### Texto proporcionado ###
No es casual los interrogantes que se plantean desde el comienzo del film: ¿Quién es Richard Harland (Cornell Wilde)? ¿Y quién es la mujer que le espera, Ellen Berent (Gene Tierney) ? ¿Por qué Richard pasó dos años en prisión? Las respuestas a todo ello y muchas cosas más, se encuentran en el largo “flash back” que empieza en ese momento del relato. Lo que sigue es el desarrollo de una fascinante intriga, la conducta criminal basada en el engaño y la manipulación. Pero por encima de otras consideraciones, el film es la más palpable demostración de la poderosa personalidad de John M. Stahl, un director que todavía carga con el sambenito de haber sido algo así como el “precursor” de Douglas Sirk, básicamente porque éste último filmó durante los años cincuenta sus memorables remakes de los films que había hecho Stahl durante los años treinta.
### Extractos de datos ###
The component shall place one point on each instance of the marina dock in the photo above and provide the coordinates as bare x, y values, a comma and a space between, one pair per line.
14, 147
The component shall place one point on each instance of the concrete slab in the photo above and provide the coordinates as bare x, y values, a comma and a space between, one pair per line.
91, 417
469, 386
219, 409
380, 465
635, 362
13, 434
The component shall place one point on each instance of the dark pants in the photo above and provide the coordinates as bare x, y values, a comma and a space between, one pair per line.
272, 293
###
- Lo que se pide -
Enumere todos los nombres completos de personas, sean personajes, intérpretes o directores, que figuran en el texto proporcionado.

- Resultado del ejercicio -
- Richard Harland
- Cornell Wilde
- Ellen Berent
- Gene Tierney
- John M. Stahl
- Douglas Sirk